----- Tekstfragment -----

Ongenode gasten
"Ich kann dir nur sagen, einfach herrlich. Holland gilt ja an und fur sich als das reinlichste Land der Welt, und es ist auch unglaublich schön. Eine Sauberkeit, die fast nicht zu beschreiben ist. Es ist nur das Unglück, dass es hier absolut nichts zu kaufen gibt und die Hollander selbst uns sehr hochnäsig gegenüber sind.“
In de brief aan zijn familie, gedateerd 15 april 1942, steekt Feldwebel Willy Punk zijn enthousiasme voor zijn overplaatsing van Rusland naar Nederland niet onder stoelen of banken. Het enige smetje op de verder paradijselijk schone en nette omgeving (hij is gelegerd in Baarn) zijn de bewoners zelf.
De Feldpostbrief van soldaat Punk gunt ons een inkijkje in het leven van de Duitse troepen in ons land en het beeld dat zij van ons hebben. Miljoenen brieven zijn er door de Feldpost vanuit het door Nazi-Duitsland bezette Europa verzonden. In het Berlijnse Museum fur Kommunikation is onlangs een tentoonstelling over deze Feldpostbriefe geopend. De brieven vormen een welkome aanvulling op de summiere informatie die we hebben van het beeld dat Duitse soldaten van ons land hadden.
Er is namelijk nauwelijks onderzoek gedaan op dit gebied en er is weinig over gepubliceerd. Zelfs bij het Nederlands Instituut voor Oorlogsdocumentatie is er nog geen Wehrmachtstudie verschenen. Het enige dat een poging in die richting doet is het boek ‘Standort Holland’ van Aad Jongbloed, uit 1995, waarin enkele Duitse soldaten vertellen over hun oorlogstijd in Nederland. En in het in 2003 verschenen boek ‘We leven nog’ van Bart van der Boom, zijn rapporten te lezen die de Wehrmacht over Nederland bijhield om inzicht te krijgen in de houding van Nederlanders ten aanzien van de bezetter.
Toch lijkt er nu, 60 jaar na de bevrijding, voorzichtig weer wat aandacht voor te komen. Als voorbeeld hiervoor kan de tentoonstelling ‘Ongenode Gasten, het dagelijks leven van de Duitse bezetter tijdens de Tweede Wereldoorlog’ in de Dordrechtse Kunstkerk worden genoemd. Hier wordt aan de hand van foto’s van Duitse soldaten geprobeerd iets van het leven van alledag van deze mannen te verbeelden. Maar hier moeten we het tot op heden mee blijven doen.
Omgekeerd bestaat er al sinds jaar en dag wel een duidelijk beeld dat wij van Duitse soldaten hebben: een nietsontziende bezetter die met stampende laarzen door de straten marcheert, razzia’s houdt en onze fietsen inpikt. Het is de vraag of dat beeld nog lang houdbaar is en of er behoefte is aan enige nuancering. Aan de hand van interviews met voormalige Duitse soldaten en unieke amateurfilms, gemaakt in Nederland probeert Andere Tijden een meer betrouwbaarder beeld te schetsen, waarbij niet het ene cliché voor het andere wordt ingeruild.

-----

== Werkopdracht 1 ==
In welke plaats was Feldwebel Willy Punk volgens de tekst over Duitse soldaten in Nederland gelegerd?
== Werkopdracht 2 ==
Zet de tekst over Duitse soldaten in Nederland voort na de laatste zin.

----- Geselecteerde gegevens -----

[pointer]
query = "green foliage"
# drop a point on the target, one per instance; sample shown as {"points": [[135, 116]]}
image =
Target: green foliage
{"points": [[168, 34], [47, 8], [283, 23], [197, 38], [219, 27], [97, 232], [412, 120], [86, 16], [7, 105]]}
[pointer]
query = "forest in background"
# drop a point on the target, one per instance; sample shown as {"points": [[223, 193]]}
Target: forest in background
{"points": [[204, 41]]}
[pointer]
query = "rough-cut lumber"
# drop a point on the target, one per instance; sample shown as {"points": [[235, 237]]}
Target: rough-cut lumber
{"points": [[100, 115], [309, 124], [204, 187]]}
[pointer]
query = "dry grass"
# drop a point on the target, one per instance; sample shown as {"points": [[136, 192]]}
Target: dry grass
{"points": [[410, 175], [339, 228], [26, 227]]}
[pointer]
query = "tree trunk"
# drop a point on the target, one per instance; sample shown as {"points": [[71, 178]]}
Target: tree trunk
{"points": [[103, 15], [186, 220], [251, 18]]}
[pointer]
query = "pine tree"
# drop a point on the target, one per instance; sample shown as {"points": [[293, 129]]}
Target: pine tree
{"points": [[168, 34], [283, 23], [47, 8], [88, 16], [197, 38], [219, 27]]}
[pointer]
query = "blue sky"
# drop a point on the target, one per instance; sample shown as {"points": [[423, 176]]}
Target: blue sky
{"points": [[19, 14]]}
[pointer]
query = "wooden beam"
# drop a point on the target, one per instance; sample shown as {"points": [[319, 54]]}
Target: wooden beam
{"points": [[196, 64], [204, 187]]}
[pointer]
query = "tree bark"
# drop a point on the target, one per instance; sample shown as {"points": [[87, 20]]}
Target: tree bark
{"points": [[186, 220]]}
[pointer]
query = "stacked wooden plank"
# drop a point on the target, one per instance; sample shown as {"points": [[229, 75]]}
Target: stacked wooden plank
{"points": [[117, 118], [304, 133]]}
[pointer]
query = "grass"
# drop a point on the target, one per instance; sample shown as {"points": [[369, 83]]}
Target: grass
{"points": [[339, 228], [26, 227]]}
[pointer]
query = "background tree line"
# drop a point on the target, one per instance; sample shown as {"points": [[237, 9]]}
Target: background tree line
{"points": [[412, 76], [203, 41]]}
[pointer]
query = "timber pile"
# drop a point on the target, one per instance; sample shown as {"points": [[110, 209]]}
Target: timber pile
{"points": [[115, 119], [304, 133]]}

-----

== Antwoord 1 ==
In Baarn.

== Antwoord 2 ==
Eerste indruk: een schoolreisje
Met de boot naar Marken en Volendam, shoppen in Amsterdam, flaneren op de boulevard in Scheveningen. Als je de filmbeelden ziet die Duitse soldaten tijdens de oorlog hebben gemaakt in Nederland, zou je denken dat de oorlog aan ons land voorbij is gegaan. Het heeft meer weg van een schoolreisje waarbij de Duitse soldaten de belangrijkste toeristische plekken van ons land aandoen. Maar wat zeggen de beelden ons nu eigenlijk? Zijn deze ‘vakantiefilms’ niet heel erg gekleurd? Het ligt natuurlijk voor de hand dat de films zijn gemaakt op het moment dat men vrije tijd had en niet in functie was. Er zijn geen gevechtshandelingen vastgelegd, we zien geen arrestaties van joden of verzetsmensen door Duitse soldaten. En het filmen van militaire objecten was verboden. We zien maar een bepaald deel uit het alledaagse soldatenleven. Maar wat we zien strookt toch niet helemaal bij wat we zelf ‘De Bezetting’ zijn gaan noemen.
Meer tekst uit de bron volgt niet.